Data records section start
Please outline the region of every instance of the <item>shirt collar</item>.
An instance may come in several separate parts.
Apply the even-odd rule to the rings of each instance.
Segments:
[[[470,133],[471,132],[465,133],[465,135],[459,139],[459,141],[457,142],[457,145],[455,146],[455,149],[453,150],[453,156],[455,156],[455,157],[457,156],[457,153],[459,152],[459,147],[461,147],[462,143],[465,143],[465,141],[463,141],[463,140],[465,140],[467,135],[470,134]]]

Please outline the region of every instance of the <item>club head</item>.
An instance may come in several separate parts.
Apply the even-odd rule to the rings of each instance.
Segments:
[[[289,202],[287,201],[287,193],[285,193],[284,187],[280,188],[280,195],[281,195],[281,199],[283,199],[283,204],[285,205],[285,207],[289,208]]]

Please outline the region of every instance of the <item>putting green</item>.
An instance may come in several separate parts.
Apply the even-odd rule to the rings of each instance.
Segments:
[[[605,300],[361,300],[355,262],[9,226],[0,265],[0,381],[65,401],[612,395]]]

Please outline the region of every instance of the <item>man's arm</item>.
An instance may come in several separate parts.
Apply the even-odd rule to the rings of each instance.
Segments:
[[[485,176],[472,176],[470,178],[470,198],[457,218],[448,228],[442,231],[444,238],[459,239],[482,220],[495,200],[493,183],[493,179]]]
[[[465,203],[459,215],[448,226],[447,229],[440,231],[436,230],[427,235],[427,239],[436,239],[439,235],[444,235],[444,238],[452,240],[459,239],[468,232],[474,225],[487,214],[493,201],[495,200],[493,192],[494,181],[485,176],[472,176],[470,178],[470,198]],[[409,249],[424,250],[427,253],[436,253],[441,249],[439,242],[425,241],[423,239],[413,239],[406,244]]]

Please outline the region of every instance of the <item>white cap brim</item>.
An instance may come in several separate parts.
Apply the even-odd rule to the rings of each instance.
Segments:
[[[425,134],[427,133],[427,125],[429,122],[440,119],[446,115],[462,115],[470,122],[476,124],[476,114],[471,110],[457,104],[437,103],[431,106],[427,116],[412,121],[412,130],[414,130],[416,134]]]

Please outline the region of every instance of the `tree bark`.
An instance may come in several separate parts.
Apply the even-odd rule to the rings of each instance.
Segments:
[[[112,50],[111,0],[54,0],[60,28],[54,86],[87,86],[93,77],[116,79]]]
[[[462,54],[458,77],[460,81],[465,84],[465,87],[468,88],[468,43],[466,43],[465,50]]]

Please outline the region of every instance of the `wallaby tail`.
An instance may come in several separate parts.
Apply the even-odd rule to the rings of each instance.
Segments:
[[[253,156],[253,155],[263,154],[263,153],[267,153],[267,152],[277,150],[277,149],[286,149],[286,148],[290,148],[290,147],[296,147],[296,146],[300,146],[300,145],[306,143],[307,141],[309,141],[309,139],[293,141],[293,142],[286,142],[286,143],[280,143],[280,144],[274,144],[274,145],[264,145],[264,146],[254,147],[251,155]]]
Data records section end
▸ **What the exercise asks**
Every entry above must appear again in the reply, exactly as it stands.

▸ **Answer to this problem**
Please outline the region of every instance of the <item>shirt collar</item>.
An instance may come in several separate parts.
Apply the even-odd rule to the rings of each instance.
Segments:
[[[470,133],[471,132],[465,133],[465,135],[459,139],[459,141],[457,142],[457,145],[455,146],[455,149],[453,150],[453,156],[455,156],[455,157],[457,156],[457,153],[459,152],[459,147],[461,147],[462,143],[465,143],[465,141],[463,141],[463,140],[465,140],[467,135],[470,134]]]

Please outline the region of every instance of the <item>club head</item>.
An instance may come in several separate parts.
Apply the even-odd rule to the rings of each instance.
Segments:
[[[289,202],[287,201],[287,193],[285,193],[284,187],[280,188],[280,195],[281,195],[281,199],[283,199],[283,204],[285,205],[285,207],[289,208]]]

Please outline the region of every instance of the <item>putting green</item>.
An instance may come in several separate parts.
Apply the even-odd rule to the rings of each instance.
Segments:
[[[605,300],[361,300],[355,262],[9,226],[0,265],[0,381],[65,401],[612,395]]]

Please outline the region of every instance of the <item>man's arm</item>.
An instance may come in several separate parts.
Apply the even-odd rule to the rings of each instance.
Segments:
[[[485,176],[472,176],[470,178],[470,198],[457,218],[448,228],[442,231],[444,238],[459,239],[482,220],[495,200],[493,183],[493,179]]]
[[[465,203],[459,215],[448,226],[447,229],[440,231],[436,230],[427,235],[427,239],[436,239],[439,235],[444,235],[444,238],[452,240],[459,239],[468,232],[474,225],[487,214],[493,201],[495,200],[493,192],[494,181],[485,176],[472,176],[470,178],[470,198]],[[409,249],[424,250],[427,253],[436,253],[441,249],[439,242],[425,241],[423,239],[413,239],[406,244]]]

Please outline the region of every instance of the <item>white cap brim</item>.
An instance may come in several separate parts.
Apply the even-odd rule to the rings of each instance.
Segments:
[[[425,134],[427,133],[427,125],[429,122],[440,119],[446,115],[462,115],[470,122],[476,124],[476,114],[471,110],[457,104],[437,103],[431,106],[427,116],[412,121],[412,130],[414,130],[416,134]]]

Please outline the region of every instance of the `tree bark`.
An instance may come in several separate parts.
Apply the even-odd rule to the rings of each instance.
Segments:
[[[112,50],[111,0],[54,0],[60,28],[54,86],[87,86],[93,77],[116,79]]]
[[[462,54],[458,77],[460,81],[465,84],[465,87],[468,88],[468,43],[466,43],[465,50]]]

Please outline the region of every instance of the `wallaby tail`.
An instance may come in several separate parts.
Apply the even-odd rule to the rings of each instance.
Segments:
[[[253,156],[253,155],[263,154],[263,153],[267,153],[267,152],[277,150],[277,149],[286,149],[286,148],[290,148],[290,147],[296,147],[296,146],[300,146],[300,145],[306,143],[307,141],[309,141],[309,139],[293,141],[293,142],[286,142],[286,143],[280,143],[280,144],[274,144],[274,145],[264,145],[264,146],[254,147],[251,155]]]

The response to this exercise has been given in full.